_Task to carry out_.
Please restate word for word each line from the one containing "black coffee maker, one point per instance." to the last line of the records below, and drop the pictures.
※
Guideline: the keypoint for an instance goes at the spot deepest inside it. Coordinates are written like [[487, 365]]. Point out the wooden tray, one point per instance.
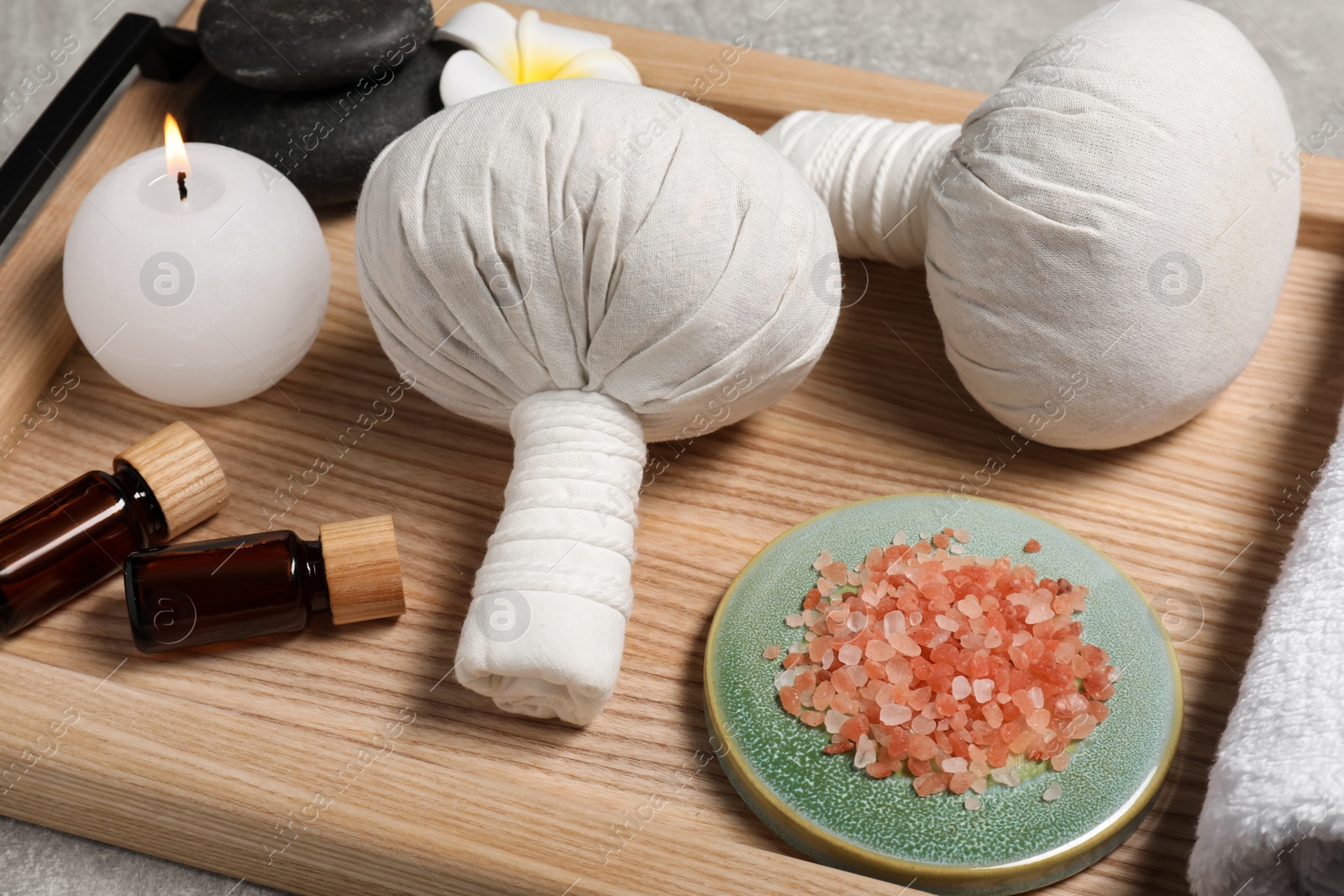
[[349, 762]]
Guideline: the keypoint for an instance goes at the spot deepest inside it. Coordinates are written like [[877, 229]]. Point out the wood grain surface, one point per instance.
[[347, 761]]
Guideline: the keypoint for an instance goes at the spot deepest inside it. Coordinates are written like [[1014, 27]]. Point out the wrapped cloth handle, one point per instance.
[[875, 176], [546, 627]]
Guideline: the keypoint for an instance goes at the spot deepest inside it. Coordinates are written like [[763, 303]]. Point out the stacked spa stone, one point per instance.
[[318, 87]]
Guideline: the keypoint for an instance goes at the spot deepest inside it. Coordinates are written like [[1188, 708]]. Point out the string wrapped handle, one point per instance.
[[875, 177], [546, 626]]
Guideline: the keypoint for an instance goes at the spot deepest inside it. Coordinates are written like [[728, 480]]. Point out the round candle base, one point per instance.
[[197, 301]]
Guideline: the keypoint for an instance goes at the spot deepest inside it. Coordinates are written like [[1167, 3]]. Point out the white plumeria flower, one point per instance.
[[503, 51]]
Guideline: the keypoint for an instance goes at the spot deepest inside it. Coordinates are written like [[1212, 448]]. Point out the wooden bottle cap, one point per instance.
[[363, 571], [183, 474]]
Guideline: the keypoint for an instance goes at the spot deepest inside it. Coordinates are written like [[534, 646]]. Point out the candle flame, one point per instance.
[[174, 149]]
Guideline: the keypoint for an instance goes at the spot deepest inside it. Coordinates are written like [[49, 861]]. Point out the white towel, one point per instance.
[[1273, 821]]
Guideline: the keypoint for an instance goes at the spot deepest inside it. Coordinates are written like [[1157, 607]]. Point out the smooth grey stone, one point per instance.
[[309, 45], [324, 140]]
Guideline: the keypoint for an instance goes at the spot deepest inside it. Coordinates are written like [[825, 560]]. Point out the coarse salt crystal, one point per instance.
[[1039, 613], [895, 715], [866, 752]]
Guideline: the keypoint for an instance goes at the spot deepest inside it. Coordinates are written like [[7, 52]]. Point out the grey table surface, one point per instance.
[[967, 43]]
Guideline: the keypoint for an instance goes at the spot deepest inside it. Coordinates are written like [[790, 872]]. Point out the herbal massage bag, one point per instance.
[[1105, 237], [593, 265]]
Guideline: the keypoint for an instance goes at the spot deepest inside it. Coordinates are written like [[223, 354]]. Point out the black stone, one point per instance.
[[309, 45], [324, 140]]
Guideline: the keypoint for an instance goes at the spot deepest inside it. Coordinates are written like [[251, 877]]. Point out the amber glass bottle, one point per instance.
[[71, 540], [187, 595]]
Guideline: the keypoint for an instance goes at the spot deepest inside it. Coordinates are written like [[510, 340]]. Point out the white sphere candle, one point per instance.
[[198, 288]]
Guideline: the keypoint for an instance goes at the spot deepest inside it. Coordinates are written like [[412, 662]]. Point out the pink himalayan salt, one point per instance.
[[992, 674]]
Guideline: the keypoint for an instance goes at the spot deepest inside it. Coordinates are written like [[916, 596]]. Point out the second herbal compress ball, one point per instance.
[[1105, 237], [593, 265]]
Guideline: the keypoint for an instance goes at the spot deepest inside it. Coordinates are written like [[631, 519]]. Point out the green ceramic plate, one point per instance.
[[839, 815]]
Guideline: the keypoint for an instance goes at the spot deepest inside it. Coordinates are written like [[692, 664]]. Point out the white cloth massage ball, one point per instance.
[[593, 265], [1105, 237]]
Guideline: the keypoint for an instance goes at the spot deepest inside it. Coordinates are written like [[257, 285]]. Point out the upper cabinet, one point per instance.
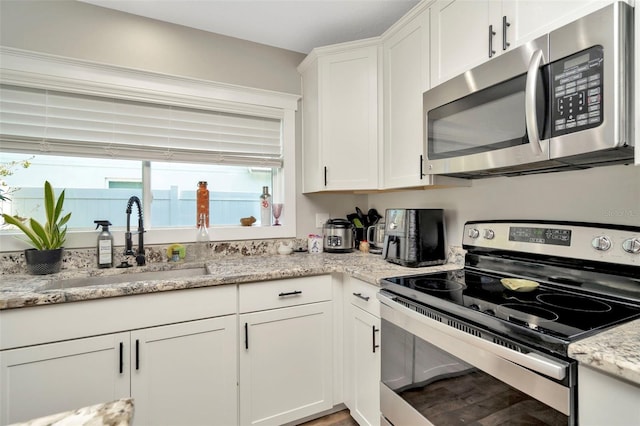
[[467, 33], [340, 117], [405, 76], [463, 34]]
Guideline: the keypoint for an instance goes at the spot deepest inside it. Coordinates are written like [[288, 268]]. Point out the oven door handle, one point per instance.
[[529, 360], [531, 115]]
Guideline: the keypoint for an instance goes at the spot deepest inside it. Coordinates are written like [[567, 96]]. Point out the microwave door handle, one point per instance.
[[531, 115]]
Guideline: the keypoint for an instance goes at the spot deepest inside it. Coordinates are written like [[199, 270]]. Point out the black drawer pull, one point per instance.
[[365, 298], [121, 357], [374, 338], [137, 354], [291, 293]]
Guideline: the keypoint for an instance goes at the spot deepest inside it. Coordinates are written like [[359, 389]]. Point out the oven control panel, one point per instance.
[[612, 244]]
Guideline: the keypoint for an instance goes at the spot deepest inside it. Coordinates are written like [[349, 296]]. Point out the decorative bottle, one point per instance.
[[265, 207], [202, 239], [202, 203]]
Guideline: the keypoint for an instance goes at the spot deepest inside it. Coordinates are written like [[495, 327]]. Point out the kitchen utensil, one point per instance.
[[519, 284]]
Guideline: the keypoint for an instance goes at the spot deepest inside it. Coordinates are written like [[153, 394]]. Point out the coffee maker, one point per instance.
[[415, 237]]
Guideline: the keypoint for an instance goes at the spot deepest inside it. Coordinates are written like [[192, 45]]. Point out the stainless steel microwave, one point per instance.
[[560, 102]]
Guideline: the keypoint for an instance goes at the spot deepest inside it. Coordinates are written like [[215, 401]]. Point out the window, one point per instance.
[[156, 144]]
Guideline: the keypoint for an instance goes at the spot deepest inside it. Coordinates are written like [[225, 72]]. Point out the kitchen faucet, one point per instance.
[[140, 260]]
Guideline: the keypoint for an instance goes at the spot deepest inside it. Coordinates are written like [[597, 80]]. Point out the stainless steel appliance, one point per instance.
[[462, 347], [338, 236], [375, 235], [414, 237], [560, 102]]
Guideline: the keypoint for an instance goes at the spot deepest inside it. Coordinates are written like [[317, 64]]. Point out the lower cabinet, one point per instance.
[[46, 379], [362, 351], [186, 374], [177, 374], [286, 350]]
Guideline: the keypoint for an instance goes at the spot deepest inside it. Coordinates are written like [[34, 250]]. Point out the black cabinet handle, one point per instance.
[[121, 357], [137, 354], [291, 293], [505, 25], [491, 34], [246, 335], [374, 331], [365, 298]]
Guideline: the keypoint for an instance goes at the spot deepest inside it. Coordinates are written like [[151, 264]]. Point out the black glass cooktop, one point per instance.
[[549, 313]]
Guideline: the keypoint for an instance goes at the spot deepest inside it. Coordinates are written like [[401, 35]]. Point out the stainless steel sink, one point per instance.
[[124, 278]]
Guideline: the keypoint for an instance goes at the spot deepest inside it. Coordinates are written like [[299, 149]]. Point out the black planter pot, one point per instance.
[[43, 262]]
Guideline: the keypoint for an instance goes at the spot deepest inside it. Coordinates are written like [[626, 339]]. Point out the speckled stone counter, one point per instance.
[[115, 413], [616, 351], [19, 290]]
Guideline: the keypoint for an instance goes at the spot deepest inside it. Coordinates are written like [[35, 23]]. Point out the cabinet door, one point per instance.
[[348, 111], [364, 367], [47, 379], [460, 36], [532, 18], [406, 77], [285, 364], [186, 373]]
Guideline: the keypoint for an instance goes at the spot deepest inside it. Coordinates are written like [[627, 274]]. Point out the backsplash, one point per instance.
[[14, 263]]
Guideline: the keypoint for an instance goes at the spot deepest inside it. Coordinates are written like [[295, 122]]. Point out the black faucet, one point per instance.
[[140, 260]]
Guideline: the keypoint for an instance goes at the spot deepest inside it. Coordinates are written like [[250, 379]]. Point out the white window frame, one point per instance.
[[32, 69]]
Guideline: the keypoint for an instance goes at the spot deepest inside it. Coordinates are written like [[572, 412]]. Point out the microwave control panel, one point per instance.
[[577, 86]]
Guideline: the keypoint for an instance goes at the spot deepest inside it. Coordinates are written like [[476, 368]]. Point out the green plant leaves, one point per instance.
[[53, 234]]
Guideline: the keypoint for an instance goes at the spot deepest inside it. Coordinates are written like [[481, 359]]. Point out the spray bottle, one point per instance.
[[105, 245]]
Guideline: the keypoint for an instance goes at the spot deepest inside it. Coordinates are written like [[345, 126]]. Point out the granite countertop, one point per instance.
[[115, 413], [615, 351], [21, 290]]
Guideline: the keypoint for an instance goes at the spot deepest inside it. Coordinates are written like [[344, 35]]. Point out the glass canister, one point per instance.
[[202, 203]]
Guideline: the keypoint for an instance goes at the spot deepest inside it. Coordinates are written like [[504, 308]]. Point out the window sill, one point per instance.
[[82, 239]]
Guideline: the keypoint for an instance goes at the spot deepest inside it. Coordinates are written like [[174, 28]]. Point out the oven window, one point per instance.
[[448, 391], [486, 120]]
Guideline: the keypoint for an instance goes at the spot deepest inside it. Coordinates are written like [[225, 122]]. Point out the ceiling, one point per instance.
[[298, 25]]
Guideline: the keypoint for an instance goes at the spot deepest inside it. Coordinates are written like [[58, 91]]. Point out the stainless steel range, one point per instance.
[[488, 344]]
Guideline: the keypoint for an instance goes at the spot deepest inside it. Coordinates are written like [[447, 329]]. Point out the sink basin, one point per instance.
[[124, 278]]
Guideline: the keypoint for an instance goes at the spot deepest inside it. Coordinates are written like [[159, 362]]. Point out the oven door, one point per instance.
[[491, 117], [435, 374]]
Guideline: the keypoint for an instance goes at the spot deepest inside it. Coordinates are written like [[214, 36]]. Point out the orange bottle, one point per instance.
[[202, 202]]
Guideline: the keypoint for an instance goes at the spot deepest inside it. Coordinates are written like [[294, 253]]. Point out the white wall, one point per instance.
[[604, 195]]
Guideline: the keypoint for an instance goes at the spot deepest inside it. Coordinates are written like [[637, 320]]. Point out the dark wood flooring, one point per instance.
[[341, 418]]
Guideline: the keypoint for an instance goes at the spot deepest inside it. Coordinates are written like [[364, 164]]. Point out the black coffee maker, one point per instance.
[[415, 237]]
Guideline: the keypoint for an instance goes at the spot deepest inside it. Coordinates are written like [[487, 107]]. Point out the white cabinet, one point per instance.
[[467, 33], [362, 351], [340, 117], [286, 350], [46, 379], [177, 374], [460, 36], [603, 399], [186, 373], [406, 77], [97, 351]]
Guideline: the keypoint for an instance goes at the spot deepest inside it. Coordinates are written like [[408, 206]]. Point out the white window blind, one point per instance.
[[45, 121]]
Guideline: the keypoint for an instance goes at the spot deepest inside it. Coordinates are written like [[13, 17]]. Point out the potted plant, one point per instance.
[[48, 239]]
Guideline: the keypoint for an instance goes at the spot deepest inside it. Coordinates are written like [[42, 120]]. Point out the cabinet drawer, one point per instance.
[[363, 295], [281, 293]]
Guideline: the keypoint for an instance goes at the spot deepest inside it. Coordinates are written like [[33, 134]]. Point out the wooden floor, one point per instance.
[[341, 418]]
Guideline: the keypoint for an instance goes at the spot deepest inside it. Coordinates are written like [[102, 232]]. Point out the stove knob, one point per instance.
[[601, 243], [631, 245]]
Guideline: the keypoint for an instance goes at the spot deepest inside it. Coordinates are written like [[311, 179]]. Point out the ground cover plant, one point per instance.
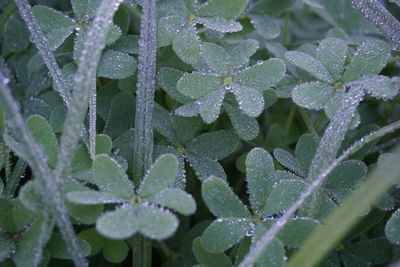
※
_Answer area_.
Guideline: the keypoint for an instance goes at the spot deepest inside it. Coordinates are written like [[364, 164]]. Point out the black coffee maker, one point per instance.
[[415, 237]]
Guideline: the keypoint for an instance goes at the spot deepest inside it. Coordinates are written like [[487, 107]]. Point out the white cabinet, one point per instance.
[[467, 33], [362, 351], [340, 117], [286, 350], [46, 379], [177, 374], [460, 36], [603, 399], [186, 373], [406, 77], [97, 351]]
Guideline: the keypoint for an instance goes at the spot deepest inside it. Coordinates are written like [[408, 206]]. Point out the white window blind, one point per instance.
[[45, 121]]
Guideline: the keypoint for an instance goes at the spot deepest inside it. Coordinates are written like [[13, 17]]. Point out the potted plant, one point per instance.
[[48, 239]]
Guideline: the keypoint for an instance goes at the spot deepest inside it. Coordinates are written like [[42, 120]]. Point out the cabinet drawer, one point per instance.
[[363, 295], [281, 293]]
Guideline: the keypoint for an instance goes at the spot deepest inside it. Coordinates are written like [[33, 134]]. Point out the wooden floor, one point per instance.
[[341, 418]]
Guideline: the keypoint for an instance goes at the spot deepest inside it. Coordinates are written like [[102, 232]]. Point out the stove knob, one point per instance.
[[601, 243], [631, 245]]
Guideline: the keypoint for an instance goes at the spot deepest inside it. Coordinates are written like [[311, 179]]. Point out the ground cover plant, one point per instance.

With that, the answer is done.